Your task: Reproduce only the lines from the line with "Tag any visible held" to the line with "310 913 362 955", replacing "held hands" with "clasped hands" and leaving everything else unchanged.

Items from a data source

((

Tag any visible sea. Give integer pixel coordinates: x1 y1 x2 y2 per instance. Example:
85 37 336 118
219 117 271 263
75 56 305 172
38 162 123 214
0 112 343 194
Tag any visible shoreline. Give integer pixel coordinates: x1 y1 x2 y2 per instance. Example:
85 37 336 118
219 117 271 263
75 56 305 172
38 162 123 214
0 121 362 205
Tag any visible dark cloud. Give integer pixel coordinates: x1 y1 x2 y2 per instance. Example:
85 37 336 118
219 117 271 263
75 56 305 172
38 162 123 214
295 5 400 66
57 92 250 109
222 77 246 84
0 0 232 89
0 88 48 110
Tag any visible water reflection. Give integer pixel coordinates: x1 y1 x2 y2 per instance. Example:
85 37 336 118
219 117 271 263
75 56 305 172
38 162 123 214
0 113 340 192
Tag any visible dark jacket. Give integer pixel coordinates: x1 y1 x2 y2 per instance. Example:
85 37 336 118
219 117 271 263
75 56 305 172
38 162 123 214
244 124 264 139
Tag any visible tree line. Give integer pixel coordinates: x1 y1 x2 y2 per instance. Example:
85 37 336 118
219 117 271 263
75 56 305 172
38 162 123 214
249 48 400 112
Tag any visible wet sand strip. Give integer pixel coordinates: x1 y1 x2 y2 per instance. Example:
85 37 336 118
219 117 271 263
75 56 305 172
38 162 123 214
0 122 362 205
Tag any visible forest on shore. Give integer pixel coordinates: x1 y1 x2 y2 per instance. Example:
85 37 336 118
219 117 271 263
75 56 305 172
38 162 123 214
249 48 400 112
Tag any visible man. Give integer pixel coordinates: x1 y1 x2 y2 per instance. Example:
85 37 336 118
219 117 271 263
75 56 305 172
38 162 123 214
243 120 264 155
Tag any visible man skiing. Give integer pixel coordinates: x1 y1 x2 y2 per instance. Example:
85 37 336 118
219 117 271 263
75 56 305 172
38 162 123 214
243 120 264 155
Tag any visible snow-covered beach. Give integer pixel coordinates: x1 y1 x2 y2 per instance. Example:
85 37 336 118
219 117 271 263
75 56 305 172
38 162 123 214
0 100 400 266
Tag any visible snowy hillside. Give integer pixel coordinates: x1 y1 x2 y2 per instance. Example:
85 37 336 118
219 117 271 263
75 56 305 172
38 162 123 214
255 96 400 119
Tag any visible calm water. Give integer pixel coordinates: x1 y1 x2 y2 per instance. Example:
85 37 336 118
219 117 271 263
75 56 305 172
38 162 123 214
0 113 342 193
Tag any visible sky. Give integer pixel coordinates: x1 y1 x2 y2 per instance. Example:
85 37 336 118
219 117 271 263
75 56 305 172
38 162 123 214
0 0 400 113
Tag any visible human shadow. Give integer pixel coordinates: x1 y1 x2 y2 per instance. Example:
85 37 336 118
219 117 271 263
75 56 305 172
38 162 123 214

))
((

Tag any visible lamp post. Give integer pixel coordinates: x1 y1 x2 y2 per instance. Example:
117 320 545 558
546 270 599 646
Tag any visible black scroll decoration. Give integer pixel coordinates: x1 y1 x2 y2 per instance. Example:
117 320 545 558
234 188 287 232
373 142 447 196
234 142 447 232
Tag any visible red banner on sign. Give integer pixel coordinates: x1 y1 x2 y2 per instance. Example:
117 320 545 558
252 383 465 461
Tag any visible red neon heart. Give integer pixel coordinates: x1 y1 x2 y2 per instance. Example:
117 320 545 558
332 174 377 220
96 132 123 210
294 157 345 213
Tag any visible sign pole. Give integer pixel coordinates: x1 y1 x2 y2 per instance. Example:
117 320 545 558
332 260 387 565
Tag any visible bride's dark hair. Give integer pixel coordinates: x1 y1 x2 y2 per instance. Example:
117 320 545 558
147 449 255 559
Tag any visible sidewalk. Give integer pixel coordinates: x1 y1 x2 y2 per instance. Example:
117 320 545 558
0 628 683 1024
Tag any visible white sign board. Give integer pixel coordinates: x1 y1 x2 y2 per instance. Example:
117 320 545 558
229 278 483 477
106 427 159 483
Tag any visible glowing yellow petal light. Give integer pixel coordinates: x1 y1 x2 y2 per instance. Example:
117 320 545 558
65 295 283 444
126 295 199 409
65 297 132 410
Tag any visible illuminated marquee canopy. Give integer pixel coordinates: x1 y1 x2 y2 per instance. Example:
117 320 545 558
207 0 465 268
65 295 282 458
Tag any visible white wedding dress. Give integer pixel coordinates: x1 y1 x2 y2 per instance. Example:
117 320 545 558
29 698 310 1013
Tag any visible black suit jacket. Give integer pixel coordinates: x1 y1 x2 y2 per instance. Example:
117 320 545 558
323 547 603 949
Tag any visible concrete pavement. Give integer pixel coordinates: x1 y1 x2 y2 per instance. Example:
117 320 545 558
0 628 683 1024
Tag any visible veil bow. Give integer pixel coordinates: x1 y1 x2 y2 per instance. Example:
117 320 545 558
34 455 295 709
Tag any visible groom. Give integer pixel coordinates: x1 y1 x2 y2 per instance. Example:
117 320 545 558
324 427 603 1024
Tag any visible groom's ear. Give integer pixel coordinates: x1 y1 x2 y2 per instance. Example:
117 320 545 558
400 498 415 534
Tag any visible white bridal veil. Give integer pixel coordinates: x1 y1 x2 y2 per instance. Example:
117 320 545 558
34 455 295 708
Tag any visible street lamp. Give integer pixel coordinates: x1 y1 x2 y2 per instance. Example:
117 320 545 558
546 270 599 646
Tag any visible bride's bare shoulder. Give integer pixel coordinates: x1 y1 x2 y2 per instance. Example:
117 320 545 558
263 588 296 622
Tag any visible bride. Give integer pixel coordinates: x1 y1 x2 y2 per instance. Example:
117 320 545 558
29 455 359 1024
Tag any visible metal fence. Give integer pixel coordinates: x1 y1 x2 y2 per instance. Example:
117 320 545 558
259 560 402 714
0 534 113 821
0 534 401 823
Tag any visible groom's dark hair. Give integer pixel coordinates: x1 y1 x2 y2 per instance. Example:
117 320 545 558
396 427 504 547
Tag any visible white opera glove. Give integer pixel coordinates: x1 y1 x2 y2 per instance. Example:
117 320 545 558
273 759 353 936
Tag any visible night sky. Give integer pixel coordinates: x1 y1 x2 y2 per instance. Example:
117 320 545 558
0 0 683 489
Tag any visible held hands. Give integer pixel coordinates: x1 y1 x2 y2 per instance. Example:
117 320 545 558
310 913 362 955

))

Full response:
Tag any visible clasped hands. Give integer pixel coordinates: x1 y1 x2 y2 per instance. Example:
117 320 545 558
310 913 362 955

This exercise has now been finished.